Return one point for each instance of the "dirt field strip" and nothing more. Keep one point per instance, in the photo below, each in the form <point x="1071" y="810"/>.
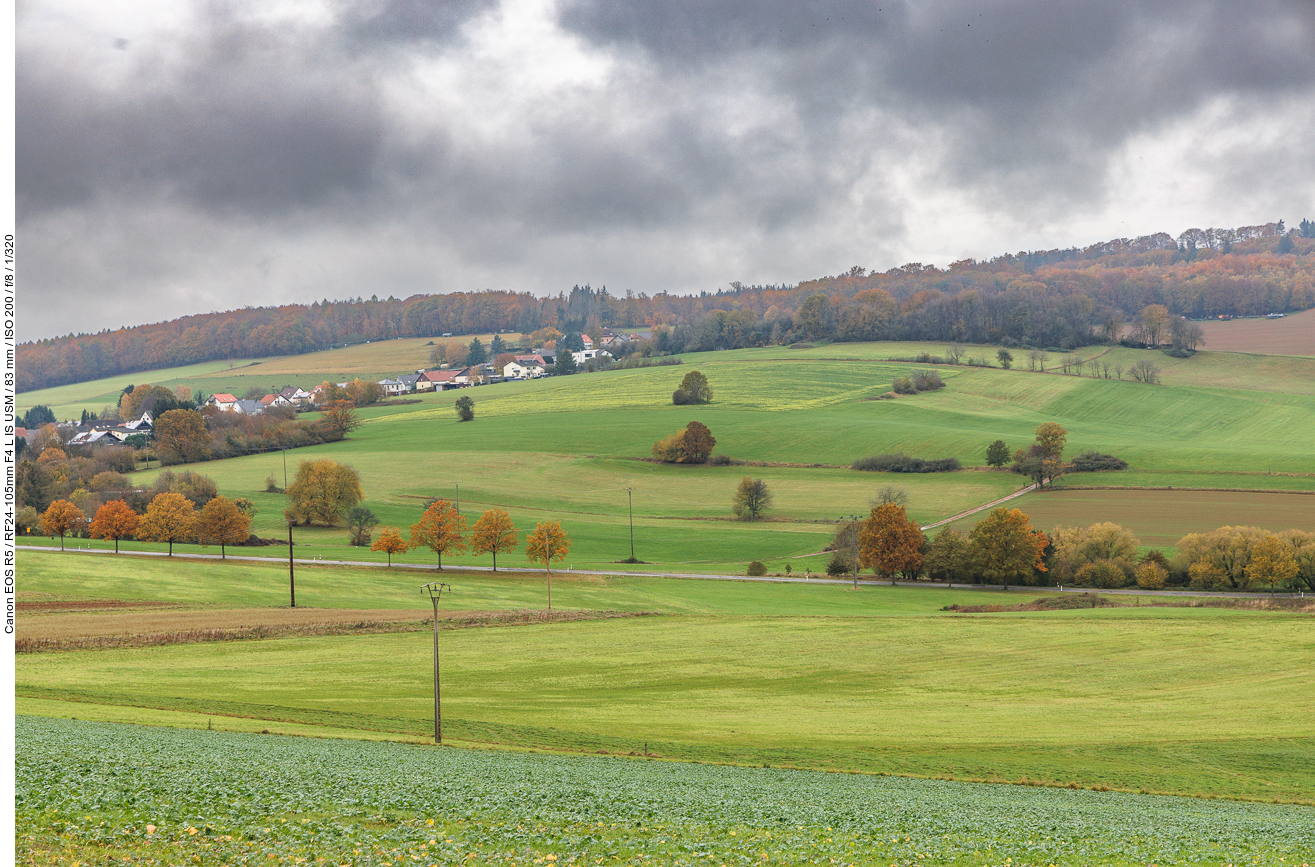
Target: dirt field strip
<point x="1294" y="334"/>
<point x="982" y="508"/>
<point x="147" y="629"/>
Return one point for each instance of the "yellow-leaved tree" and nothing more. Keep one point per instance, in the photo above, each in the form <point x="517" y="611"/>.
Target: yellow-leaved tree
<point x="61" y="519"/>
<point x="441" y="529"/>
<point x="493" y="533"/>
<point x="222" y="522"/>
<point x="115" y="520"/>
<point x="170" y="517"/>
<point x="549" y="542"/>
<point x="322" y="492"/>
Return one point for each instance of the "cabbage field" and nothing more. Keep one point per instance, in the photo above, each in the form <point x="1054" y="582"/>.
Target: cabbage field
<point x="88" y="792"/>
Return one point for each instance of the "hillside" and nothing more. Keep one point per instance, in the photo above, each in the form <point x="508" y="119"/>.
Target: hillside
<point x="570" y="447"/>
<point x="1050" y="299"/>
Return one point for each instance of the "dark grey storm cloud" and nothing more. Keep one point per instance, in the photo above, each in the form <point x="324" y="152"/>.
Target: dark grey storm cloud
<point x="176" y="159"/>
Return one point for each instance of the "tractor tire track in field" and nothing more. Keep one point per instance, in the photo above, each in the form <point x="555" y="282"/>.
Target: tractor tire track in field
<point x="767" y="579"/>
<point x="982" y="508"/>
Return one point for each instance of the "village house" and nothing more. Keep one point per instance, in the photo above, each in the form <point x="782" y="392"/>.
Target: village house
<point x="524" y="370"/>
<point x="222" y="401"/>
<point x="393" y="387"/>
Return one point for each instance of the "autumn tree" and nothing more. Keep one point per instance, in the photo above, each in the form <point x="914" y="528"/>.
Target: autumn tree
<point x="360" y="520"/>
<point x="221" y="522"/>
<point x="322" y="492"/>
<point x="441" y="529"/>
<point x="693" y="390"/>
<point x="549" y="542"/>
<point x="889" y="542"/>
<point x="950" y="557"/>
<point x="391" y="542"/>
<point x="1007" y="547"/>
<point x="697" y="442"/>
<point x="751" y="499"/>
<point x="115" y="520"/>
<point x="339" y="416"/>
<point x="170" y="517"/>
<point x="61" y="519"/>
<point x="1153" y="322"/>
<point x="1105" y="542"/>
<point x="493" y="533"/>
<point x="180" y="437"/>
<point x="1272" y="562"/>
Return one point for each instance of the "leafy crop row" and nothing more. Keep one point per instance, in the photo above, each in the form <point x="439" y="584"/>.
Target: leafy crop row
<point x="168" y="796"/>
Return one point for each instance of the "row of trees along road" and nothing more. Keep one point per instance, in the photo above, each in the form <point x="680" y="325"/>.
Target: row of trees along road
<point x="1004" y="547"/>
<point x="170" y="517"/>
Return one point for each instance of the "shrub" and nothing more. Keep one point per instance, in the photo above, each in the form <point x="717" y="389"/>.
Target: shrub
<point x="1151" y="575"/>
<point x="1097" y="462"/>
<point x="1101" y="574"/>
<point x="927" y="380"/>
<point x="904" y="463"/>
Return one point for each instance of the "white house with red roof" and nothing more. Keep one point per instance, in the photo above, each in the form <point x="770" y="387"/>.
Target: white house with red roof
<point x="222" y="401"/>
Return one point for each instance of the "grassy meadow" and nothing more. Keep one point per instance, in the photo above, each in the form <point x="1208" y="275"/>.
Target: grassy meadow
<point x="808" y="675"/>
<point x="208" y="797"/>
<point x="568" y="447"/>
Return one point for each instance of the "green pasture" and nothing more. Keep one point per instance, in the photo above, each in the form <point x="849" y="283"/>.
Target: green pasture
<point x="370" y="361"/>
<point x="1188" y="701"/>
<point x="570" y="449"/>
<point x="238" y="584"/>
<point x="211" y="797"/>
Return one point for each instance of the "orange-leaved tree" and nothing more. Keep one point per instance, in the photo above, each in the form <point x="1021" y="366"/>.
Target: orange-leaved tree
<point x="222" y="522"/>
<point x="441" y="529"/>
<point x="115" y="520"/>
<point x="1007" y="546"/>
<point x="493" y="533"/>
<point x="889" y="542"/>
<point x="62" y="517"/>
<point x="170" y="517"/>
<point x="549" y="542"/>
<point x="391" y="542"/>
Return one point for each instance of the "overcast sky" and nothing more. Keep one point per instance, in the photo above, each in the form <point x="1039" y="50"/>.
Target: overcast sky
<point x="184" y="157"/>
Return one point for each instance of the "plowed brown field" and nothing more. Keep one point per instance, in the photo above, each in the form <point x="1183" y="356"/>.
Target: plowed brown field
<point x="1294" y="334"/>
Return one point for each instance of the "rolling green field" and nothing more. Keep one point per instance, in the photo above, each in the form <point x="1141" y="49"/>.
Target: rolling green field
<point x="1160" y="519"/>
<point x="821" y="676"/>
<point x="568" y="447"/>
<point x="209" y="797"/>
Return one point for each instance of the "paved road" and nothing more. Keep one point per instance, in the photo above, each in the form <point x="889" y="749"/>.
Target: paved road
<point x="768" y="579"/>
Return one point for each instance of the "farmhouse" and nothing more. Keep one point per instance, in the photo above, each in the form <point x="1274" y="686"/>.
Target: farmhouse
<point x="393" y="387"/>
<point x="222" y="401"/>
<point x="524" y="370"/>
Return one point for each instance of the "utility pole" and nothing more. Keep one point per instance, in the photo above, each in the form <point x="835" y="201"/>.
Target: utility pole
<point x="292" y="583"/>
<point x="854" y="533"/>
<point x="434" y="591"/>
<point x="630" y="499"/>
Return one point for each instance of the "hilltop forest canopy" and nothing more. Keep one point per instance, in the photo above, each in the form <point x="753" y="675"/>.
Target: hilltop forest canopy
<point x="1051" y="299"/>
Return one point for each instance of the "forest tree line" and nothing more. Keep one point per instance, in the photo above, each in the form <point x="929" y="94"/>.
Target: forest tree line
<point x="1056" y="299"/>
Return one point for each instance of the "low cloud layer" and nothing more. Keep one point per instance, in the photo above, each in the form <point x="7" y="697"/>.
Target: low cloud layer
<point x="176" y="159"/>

===

### Task to complete
Write out every record above exactly as it stands, but leave out the pictures.

### Full answer
Return one point for each instance of the "dirt field strip" and nothing more. Keep one point per instance, in the photo below, each in the form <point x="1071" y="810"/>.
Target: dirt field strip
<point x="1294" y="334"/>
<point x="982" y="508"/>
<point x="147" y="629"/>
Return one point for each instance of the "yellow-leaved tree" and nothing more. Keep one point per instance, in the photo above, each in the form <point x="517" y="611"/>.
Target: yellow-leaved tree
<point x="61" y="519"/>
<point x="441" y="529"/>
<point x="493" y="533"/>
<point x="222" y="522"/>
<point x="115" y="520"/>
<point x="170" y="517"/>
<point x="549" y="542"/>
<point x="322" y="492"/>
Return one point for each instance of the "cabbage field" and nothing more. Keep one point per instance, in the photo above, each in the form <point x="1054" y="582"/>.
Target: cabbage field
<point x="88" y="792"/>
Return one point for each instance of the "hillside" and nothing more. Keep one point per instance, in the photo above, each in the form <point x="508" y="119"/>.
Target: hillside
<point x="570" y="447"/>
<point x="1050" y="299"/>
Return one point for each instance of the "dark grey storm cloud" and nothing more. Keep one point per instance, in the photo above, each in the form <point x="324" y="152"/>.
Target: dark grey storm cloud
<point x="176" y="159"/>
Return one point for each instance of the "tractor tire track in field" and nothing more. Keep one point per instance, in the photo above, each in the form <point x="555" y="282"/>.
Target: tractor tire track in field
<point x="767" y="579"/>
<point x="982" y="508"/>
Return one point for each instance of the "village house" and nothing more. Keep one point per instance, in the photo above, each in the form <point x="782" y="392"/>.
Target: village house
<point x="524" y="370"/>
<point x="222" y="401"/>
<point x="393" y="387"/>
Return one point for each instance of the "autumn tree" and nothing more. Keep one point per instance, in the photo above, each in the form <point x="914" y="528"/>.
Target: autumn tree
<point x="360" y="520"/>
<point x="221" y="522"/>
<point x="322" y="492"/>
<point x="441" y="529"/>
<point x="693" y="390"/>
<point x="549" y="542"/>
<point x="889" y="542"/>
<point x="950" y="557"/>
<point x="391" y="542"/>
<point x="1007" y="547"/>
<point x="697" y="442"/>
<point x="751" y="499"/>
<point x="115" y="520"/>
<point x="339" y="416"/>
<point x="170" y="517"/>
<point x="61" y="519"/>
<point x="1153" y="322"/>
<point x="1105" y="542"/>
<point x="493" y="533"/>
<point x="180" y="437"/>
<point x="1272" y="562"/>
Return one point for each instance of the "leafy crop row" and nothing more. Keep one point per instance, in the photo above, each in the form <point x="439" y="584"/>.
Target: leafy crop row
<point x="168" y="796"/>
Return one point for each instance of the "row of trees along road" and nothing more. Keep one point per instance, in the photo above, each in the form <point x="680" y="325"/>.
Target: row of trees along road
<point x="1004" y="547"/>
<point x="170" y="517"/>
Return one point for each instance of the "shrub" and nothing more. Keep one point per instance, in the photo above, each in the form <point x="717" y="389"/>.
Target: shrub
<point x="1151" y="575"/>
<point x="1097" y="462"/>
<point x="1101" y="574"/>
<point x="927" y="380"/>
<point x="904" y="463"/>
Return one point for each instance of the "white house with red roof" and nothing more. Keep one point per instance, in the photo above, each in the form <point x="770" y="387"/>.
Target: white house with red roof
<point x="222" y="401"/>
Return one point for each instance of the "grassy meadow" and nothing more. Keep one point per instance, in the photo above, each in the form <point x="1208" y="275"/>.
Target: grassy meadow
<point x="808" y="675"/>
<point x="208" y="797"/>
<point x="568" y="447"/>
Return one point for each instance of the "green pasture" and nothing more. Keep one point per instance, in the photo above, each in the form <point x="849" y="283"/>.
Target: green pasture
<point x="370" y="361"/>
<point x="1188" y="701"/>
<point x="570" y="449"/>
<point x="238" y="584"/>
<point x="211" y="797"/>
Return one point for each instance of the "orange-leaved tree" and nothing more. Keep one point per instance, in the photo above, each in the form <point x="1021" y="366"/>.
Target: orange-leaved tree
<point x="222" y="522"/>
<point x="441" y="529"/>
<point x="115" y="520"/>
<point x="1007" y="546"/>
<point x="493" y="533"/>
<point x="889" y="542"/>
<point x="62" y="517"/>
<point x="170" y="517"/>
<point x="549" y="542"/>
<point x="391" y="542"/>
Return one point for each instance of the "overcast sky" and nothing more. Keep one point per instance, in the photo above, each in the form <point x="1039" y="50"/>.
Target: overcast sky
<point x="184" y="157"/>
Return one point for each instance of the "plowed brown field" and nothing more. Keep one point per instance, in the photo above, each in the form <point x="1183" y="356"/>.
Target: plowed brown field
<point x="1294" y="334"/>
Return one point for each instance of the "rolling green field" and nothing more. Keep one point per instance, in the photo above, each in the form <point x="1141" y="49"/>.
Target: rolling green field
<point x="1160" y="519"/>
<point x="821" y="676"/>
<point x="568" y="447"/>
<point x="209" y="797"/>
Return one point for each instance of the "paved road" and nothing more. Keep one point per instance, in the photo above, each in the form <point x="889" y="749"/>.
Target: paved road
<point x="768" y="579"/>
Return one point for each instance of the "farmhouse" and nothing more. Keep one point per instance, in the photo above, each in the form <point x="1274" y="686"/>.
Target: farmhouse
<point x="393" y="387"/>
<point x="222" y="401"/>
<point x="524" y="370"/>
Return one point for each instance of the "utility pole" and nothing more. Keep one point per instance, in the photo above, each in the form <point x="835" y="201"/>.
Target: utility pole
<point x="292" y="583"/>
<point x="854" y="533"/>
<point x="434" y="591"/>
<point x="630" y="499"/>
Return one point for each instance of the "hilltop forest canopy" and nothing more. Keep one point per instance, in the photo above, each in the form <point x="753" y="675"/>.
Target: hilltop forest canopy
<point x="1051" y="299"/>
Return one point for each instance of the "forest tree line" and nothing more. Keep one point per instance, in the photo above, each in the form <point x="929" y="94"/>.
Target: forest tree line
<point x="1056" y="299"/>
Return one point for each instance of the "low cloud layer" and nothing more. Keep one point per instance, in the photo above, each in the form <point x="7" y="697"/>.
Target: low cloud layer
<point x="176" y="159"/>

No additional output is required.